» **EXTRACTED INFORMATION**
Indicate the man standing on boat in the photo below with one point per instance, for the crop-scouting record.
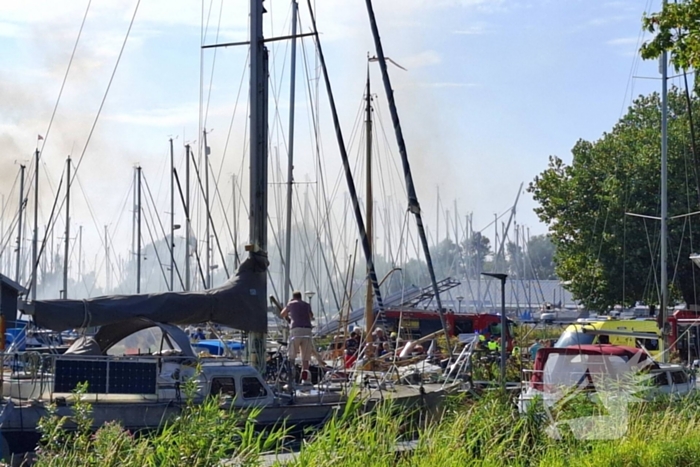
(300, 337)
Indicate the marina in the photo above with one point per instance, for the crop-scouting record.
(290, 235)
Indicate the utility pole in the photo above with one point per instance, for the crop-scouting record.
(35, 238)
(664, 199)
(172, 217)
(287, 286)
(18, 276)
(138, 230)
(66, 252)
(187, 220)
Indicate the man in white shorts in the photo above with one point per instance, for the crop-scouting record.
(300, 337)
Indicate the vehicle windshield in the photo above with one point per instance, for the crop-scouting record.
(569, 338)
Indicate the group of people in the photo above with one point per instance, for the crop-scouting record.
(378, 344)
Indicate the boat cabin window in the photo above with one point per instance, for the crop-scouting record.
(569, 338)
(679, 377)
(223, 386)
(660, 379)
(464, 327)
(252, 388)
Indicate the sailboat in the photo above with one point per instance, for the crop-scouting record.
(136, 363)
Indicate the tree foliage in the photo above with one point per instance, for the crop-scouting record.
(677, 29)
(535, 261)
(609, 256)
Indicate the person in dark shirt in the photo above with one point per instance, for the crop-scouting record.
(300, 317)
(351, 347)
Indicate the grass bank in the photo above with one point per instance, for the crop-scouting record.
(484, 432)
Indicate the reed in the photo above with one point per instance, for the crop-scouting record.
(483, 432)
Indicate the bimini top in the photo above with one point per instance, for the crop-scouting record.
(554, 365)
(240, 304)
(111, 334)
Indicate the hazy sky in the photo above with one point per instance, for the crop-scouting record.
(492, 88)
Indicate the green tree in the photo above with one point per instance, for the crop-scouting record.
(676, 29)
(540, 258)
(609, 256)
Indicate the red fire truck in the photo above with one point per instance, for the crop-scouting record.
(419, 323)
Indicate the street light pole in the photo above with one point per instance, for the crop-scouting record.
(504, 324)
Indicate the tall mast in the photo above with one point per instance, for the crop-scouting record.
(235, 222)
(437, 219)
(287, 286)
(18, 277)
(413, 204)
(35, 237)
(207, 242)
(369, 308)
(664, 198)
(66, 251)
(138, 229)
(187, 220)
(108, 264)
(172, 217)
(258, 161)
(80, 253)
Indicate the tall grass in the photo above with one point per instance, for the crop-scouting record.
(484, 432)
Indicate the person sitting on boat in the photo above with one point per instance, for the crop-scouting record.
(300, 316)
(351, 347)
(534, 348)
(379, 339)
(492, 345)
(198, 335)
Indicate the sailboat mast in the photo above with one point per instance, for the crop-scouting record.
(35, 237)
(290, 161)
(66, 251)
(80, 253)
(413, 204)
(187, 220)
(108, 264)
(207, 242)
(138, 229)
(235, 222)
(258, 161)
(18, 278)
(172, 217)
(664, 198)
(369, 308)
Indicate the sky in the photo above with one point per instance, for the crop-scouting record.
(491, 89)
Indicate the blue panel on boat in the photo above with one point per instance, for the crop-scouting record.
(69, 373)
(132, 378)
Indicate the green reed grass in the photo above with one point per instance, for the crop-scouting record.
(484, 432)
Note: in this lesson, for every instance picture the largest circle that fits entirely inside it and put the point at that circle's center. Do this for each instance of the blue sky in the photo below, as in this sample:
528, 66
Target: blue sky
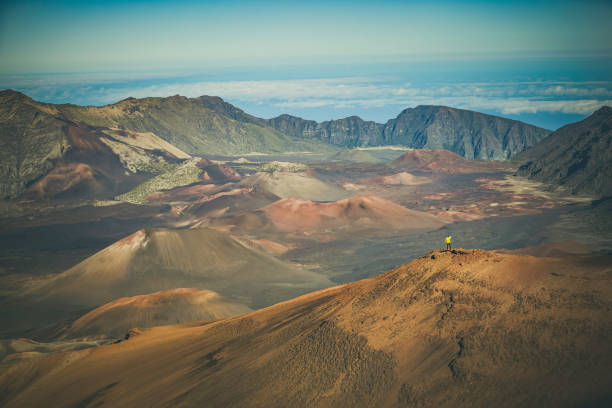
544, 62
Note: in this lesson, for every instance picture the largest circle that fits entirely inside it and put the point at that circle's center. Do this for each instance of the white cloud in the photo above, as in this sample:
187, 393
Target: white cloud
335, 93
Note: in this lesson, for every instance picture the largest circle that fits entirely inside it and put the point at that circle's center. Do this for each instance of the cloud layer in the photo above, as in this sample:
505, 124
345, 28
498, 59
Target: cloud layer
333, 94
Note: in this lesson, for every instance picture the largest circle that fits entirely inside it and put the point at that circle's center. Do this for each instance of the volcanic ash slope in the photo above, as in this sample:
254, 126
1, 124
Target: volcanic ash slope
173, 306
364, 212
285, 184
461, 328
159, 259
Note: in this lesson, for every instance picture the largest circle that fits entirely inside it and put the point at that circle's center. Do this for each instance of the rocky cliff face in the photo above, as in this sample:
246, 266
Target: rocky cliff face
204, 125
45, 154
472, 135
577, 156
32, 137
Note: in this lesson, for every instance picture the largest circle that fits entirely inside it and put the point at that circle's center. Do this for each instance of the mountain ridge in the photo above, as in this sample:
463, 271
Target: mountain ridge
577, 157
471, 134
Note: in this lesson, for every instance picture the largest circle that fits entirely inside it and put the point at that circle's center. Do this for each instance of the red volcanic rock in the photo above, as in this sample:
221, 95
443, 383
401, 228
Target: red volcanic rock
217, 172
403, 178
366, 211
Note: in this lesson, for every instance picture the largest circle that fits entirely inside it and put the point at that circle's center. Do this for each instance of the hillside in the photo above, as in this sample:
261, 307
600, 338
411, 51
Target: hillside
173, 306
461, 328
577, 157
204, 125
470, 134
160, 259
43, 154
351, 214
443, 161
302, 184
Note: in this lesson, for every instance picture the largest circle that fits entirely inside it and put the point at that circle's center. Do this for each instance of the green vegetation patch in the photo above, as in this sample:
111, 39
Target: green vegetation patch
175, 176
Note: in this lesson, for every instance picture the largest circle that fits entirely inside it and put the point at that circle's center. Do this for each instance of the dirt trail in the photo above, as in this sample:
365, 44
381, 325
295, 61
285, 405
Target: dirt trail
461, 328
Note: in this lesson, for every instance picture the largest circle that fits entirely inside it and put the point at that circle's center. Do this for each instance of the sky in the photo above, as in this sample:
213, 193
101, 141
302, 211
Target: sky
544, 62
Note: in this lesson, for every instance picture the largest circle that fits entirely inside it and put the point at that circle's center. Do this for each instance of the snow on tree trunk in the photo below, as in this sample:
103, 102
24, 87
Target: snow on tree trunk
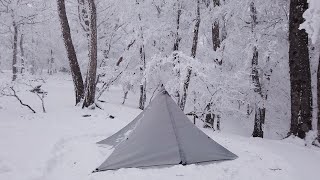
22, 54
259, 116
90, 90
186, 82
300, 76
216, 29
73, 62
176, 46
318, 99
143, 84
15, 51
215, 35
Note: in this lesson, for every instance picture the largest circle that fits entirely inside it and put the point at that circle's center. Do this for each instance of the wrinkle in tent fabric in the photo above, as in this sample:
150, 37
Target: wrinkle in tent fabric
161, 135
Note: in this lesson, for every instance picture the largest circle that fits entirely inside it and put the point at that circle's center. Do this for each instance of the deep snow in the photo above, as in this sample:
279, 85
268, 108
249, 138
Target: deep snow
60, 144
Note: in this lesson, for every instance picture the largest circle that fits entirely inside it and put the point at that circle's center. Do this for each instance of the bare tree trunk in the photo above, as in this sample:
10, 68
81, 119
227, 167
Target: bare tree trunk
193, 54
300, 76
73, 62
318, 99
215, 35
259, 117
176, 46
22, 54
216, 29
143, 83
15, 51
92, 69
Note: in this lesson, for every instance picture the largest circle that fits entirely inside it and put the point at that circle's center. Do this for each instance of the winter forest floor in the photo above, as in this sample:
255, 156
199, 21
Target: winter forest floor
60, 144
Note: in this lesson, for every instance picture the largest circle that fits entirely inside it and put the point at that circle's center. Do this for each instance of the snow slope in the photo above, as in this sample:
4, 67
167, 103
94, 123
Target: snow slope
60, 145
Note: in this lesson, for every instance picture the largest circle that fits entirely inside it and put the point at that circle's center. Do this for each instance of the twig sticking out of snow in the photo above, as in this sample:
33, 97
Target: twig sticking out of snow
17, 97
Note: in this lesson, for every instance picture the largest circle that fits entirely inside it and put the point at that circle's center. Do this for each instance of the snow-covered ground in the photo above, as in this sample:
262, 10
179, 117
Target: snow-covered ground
60, 144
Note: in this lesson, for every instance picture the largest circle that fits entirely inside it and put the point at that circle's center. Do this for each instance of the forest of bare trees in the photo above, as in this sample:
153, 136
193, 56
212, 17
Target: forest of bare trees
250, 60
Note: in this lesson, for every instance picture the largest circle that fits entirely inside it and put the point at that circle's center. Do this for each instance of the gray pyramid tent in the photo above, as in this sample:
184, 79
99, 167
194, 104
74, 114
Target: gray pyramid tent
161, 135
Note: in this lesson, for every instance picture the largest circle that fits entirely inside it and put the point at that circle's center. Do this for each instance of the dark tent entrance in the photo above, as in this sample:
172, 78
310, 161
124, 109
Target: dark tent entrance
161, 135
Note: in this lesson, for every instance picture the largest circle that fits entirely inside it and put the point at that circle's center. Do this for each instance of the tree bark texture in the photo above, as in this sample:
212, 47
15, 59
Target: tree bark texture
15, 51
71, 53
300, 76
259, 117
92, 68
318, 99
22, 54
186, 83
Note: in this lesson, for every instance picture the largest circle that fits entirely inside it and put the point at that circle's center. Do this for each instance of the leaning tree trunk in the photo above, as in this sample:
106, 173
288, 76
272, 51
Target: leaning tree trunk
73, 62
15, 51
186, 82
300, 76
92, 69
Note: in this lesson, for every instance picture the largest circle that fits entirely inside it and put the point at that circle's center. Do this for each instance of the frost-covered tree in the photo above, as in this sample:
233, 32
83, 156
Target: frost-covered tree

» **YOUR INSTRUCTIONS**
Starting with the line that contains "of the dark", print each line through the last one in the listing. Include both end lines and add nothing.

» **RESPONSE TO THE EXERCISE**
Note: in this lesson, for every instance picture the largest circle that fits entirely inside it and put the point at that circle's center. Do this for each instance of the dark tent entrance in the photo above, as in this sample:
172, 78
310, 161
124, 109
Target: dark tent entrance
161, 135
Note: in this lesson, for every instance picture the largest circle that fits entirely inside it and put the point at that circle's center. Do this for each instance of the tree bark texture in the photo above, as in this sample:
212, 47
15, 59
Target: tree bark texture
15, 51
71, 53
300, 76
259, 117
92, 68
318, 99
22, 54
186, 83
Note: in this lesson, for every instance picture the largest circle that fits entirely inside it and put the point at that circle's center. Do this for each instance of the leaning tree trunk in the photo above, as in this sample:
106, 173
288, 76
272, 51
Target: leaning tree trunk
73, 62
15, 51
186, 82
300, 76
92, 69
Note: in this lesson, for every instance picture the largest circle that fits entirely inside it and put the point at that circle's center. Do this for each instance of the frost-covered tree in the photo above, as in this sample:
233, 32
83, 156
Target: frost-covered tree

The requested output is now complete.